▸ Directions for this task
The data needs to be returned in full, exactly as it reads.

────────────────────────────────────────

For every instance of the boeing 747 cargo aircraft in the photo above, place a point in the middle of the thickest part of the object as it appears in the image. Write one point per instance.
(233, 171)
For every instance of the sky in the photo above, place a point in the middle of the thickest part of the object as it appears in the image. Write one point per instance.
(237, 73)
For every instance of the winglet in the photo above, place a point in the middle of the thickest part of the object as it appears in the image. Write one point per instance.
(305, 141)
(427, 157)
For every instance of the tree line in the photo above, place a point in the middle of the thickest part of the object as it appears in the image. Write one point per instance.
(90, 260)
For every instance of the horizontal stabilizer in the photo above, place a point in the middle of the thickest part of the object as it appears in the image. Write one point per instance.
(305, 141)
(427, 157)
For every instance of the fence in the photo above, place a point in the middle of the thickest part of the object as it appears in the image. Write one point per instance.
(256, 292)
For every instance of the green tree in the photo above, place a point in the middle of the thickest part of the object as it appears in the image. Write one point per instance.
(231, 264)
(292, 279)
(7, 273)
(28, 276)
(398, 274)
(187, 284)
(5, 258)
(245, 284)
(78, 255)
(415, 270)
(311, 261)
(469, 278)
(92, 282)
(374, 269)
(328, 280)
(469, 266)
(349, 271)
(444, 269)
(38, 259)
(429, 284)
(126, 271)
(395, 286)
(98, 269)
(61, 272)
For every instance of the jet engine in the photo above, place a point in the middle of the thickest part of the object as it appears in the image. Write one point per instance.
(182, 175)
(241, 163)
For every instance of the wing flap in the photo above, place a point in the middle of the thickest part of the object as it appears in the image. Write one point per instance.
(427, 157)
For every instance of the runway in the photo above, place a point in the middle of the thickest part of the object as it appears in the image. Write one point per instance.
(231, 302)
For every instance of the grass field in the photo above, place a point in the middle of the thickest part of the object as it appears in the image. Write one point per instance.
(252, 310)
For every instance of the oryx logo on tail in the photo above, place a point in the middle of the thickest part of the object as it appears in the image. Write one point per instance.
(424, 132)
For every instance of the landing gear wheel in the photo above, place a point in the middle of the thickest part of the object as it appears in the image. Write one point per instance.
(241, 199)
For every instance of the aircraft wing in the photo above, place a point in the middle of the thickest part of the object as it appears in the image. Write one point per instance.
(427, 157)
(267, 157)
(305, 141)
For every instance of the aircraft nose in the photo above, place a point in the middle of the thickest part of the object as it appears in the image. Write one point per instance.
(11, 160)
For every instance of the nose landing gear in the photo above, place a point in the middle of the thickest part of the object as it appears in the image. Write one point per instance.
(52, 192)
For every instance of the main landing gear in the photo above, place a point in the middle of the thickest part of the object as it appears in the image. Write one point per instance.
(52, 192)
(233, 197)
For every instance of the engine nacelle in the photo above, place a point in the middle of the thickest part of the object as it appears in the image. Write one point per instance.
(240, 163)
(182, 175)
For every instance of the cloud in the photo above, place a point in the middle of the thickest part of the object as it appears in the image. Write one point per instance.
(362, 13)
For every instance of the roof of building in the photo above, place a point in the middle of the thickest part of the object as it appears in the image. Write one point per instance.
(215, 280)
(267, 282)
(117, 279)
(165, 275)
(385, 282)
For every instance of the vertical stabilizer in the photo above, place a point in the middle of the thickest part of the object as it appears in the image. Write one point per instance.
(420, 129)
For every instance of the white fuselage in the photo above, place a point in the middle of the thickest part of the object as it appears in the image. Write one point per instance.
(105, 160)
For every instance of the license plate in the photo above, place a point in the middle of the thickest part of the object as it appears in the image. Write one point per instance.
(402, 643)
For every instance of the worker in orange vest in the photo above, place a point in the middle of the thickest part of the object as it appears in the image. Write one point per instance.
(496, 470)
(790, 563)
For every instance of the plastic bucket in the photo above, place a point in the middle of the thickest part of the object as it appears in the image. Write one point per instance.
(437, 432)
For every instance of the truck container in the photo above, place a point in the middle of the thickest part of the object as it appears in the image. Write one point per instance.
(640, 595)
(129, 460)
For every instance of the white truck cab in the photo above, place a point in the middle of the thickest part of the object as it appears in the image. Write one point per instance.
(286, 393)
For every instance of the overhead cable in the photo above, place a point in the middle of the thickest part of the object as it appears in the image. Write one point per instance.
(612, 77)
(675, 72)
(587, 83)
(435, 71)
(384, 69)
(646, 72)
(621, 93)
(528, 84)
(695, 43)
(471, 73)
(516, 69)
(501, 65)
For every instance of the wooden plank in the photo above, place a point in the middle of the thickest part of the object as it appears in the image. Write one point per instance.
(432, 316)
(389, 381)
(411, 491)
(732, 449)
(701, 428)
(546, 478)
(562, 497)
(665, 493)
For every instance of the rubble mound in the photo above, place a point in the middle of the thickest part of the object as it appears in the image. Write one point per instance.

────────────────────────────────────────

▸ Exercise solution
For every instance of the boeing 747 cargo aircraft in the photo above, place a point in the middle of the thickest part of the object as it appears in the image. Write one point per instance.
(233, 171)
For every instance of the sky in the photo above, place a point in the middle of the thickest part of the object as it appears in the image. Write one point per instance.
(237, 73)
For every instance of the winglet in the photo above, place a point in the middle of the thickest part of the object as it appears in the image. Write one point per instance.
(305, 141)
(427, 157)
For every instance of the tree line in the photo above, place a point in the middle of the thickest part of the object as it appears in the image. Write one point per instance.
(90, 260)
For every instance of the horizontal stabilizer in the photo above, place a point in the middle of the thickest part of the object as it appears in the image. Write one point per instance.
(305, 141)
(427, 157)
For every instance of the fence in the photo above, place a point in the middle of the thickest part of the object as it appears in the image. Write one point per instance.
(256, 292)
For every instance of the green tree in the photo above, place a point in the middle of the thickest part of the object as it appears in the image. Write one point per instance.
(231, 264)
(292, 279)
(7, 273)
(28, 276)
(398, 274)
(187, 284)
(5, 258)
(245, 284)
(78, 255)
(415, 270)
(311, 261)
(469, 278)
(92, 282)
(374, 269)
(328, 280)
(469, 266)
(349, 271)
(444, 269)
(38, 259)
(429, 284)
(126, 271)
(395, 286)
(98, 269)
(61, 272)
For every instance of the jet engine in the photo above, place a point in the middle of the thickest part of the object as it appears in the image. Write one point per instance.
(182, 175)
(241, 163)
For every instance of the wing flap in the photo above, place a point in the middle of the thickest part of the object as it appears in the image. Write one point per instance.
(427, 157)
For every instance of the runway in the photo above, place a point in the middle of the thickest part of the object as it appears in the image. Write one point per instance.
(231, 302)
For every instance of the grass field in the photo above, place a point in the middle of the thickest part of the object as it appears in the image. Write one point per instance.
(252, 310)
For every instance of the oryx logo on tail in the photo above, place a point in the middle of the thickest part of the object as it appears in the image. Write one point per instance.
(424, 132)
For every instance of the landing gear wheel in the photo above, place a point in the middle of the thickest part of the object as it appears in the image. Write one point per instance.
(241, 199)
For every instance of the aircraft wing in the photo above, place a point in the middle of the thickest part of the object as it appears in the image. Write one point per instance.
(427, 157)
(267, 157)
(305, 141)
For every instance of the aircraft nose in the photo above, place a point in the middle of the thickest part of the object as it appears in the image. Write one point per instance.
(11, 160)
For every instance of the nose landing gear in the photo above, place a point in the middle of the thickest part of the object as it appears in the image. Write one point per instance.
(52, 192)
For every instance of the main landing gear in the photo above, place a point in the middle of the thickest part of the object as it appears in the image. Write one point per instance.
(52, 192)
(233, 197)
For every instance of the engine nacelle in the photo above, place a point in the middle of the thickest part of the object as it appears in the image. Write one point per instance.
(240, 163)
(182, 175)
For every instance of the cloud in the photo above, place a point in the middle of the thickest part of the object as it appears in the image. Write one point per instance.
(362, 13)
For every instance of the roof of building in the photo above, place a point in the middle of the thickest part of the object as it appears in the image. Write one point per instance.
(215, 280)
(267, 282)
(117, 279)
(165, 275)
(385, 282)
For every instance of the vertical stabilizer in the photo above, place a point in the middle of the thickest part of the object as it appears in the image. Write one point per instance.
(420, 129)
For every instance of the white fuselage in the photo above, place a point in the middle of the thickest part of the object as it appears in the image. Write one point per instance.
(105, 160)
For every instance of the license plate in the photo above, place a point in the middle of the thickest part of the object as it appears in the image. Write one point per instance.
(402, 643)
For every instance of the worker in orange vest in the photo above, place a point in the middle of the thickest part of the object as it appears in the image. Write one point per instance.
(496, 470)
(790, 563)
For every instance of the plastic bucket in the photo above, place a point in the middle of the thickest part of the object as it appears in the image. Write one point per instance.
(437, 432)
For every instance of the truck container in the photo above, place a point in the middle of the thickest part of the object as it appears in the image. Write one point per instance.
(640, 595)
(129, 460)
For every instance of the white truck cab in the photo above, place a point in the middle of the thickest part of the object as it appears in the image. Write one point per instance.
(286, 393)
For every instance of the overhead cable in the photo above, place a point in the middle of the thickest part of the object as it appears in the image. Write one point per instance.
(612, 77)
(675, 72)
(587, 83)
(435, 71)
(384, 69)
(646, 72)
(621, 93)
(528, 84)
(695, 43)
(471, 73)
(516, 69)
(501, 65)
For every instance of the wooden plank in the photo above, place a point in the middle of the thickest part of the object as it appears in the image. Write one point per instance.
(432, 316)
(389, 381)
(411, 491)
(732, 449)
(701, 428)
(546, 478)
(562, 497)
(665, 493)
For every instance of the rubble mound in the photo above, place a point in the middle of the thickest part of the object as it appears in the image. Write one point per instance.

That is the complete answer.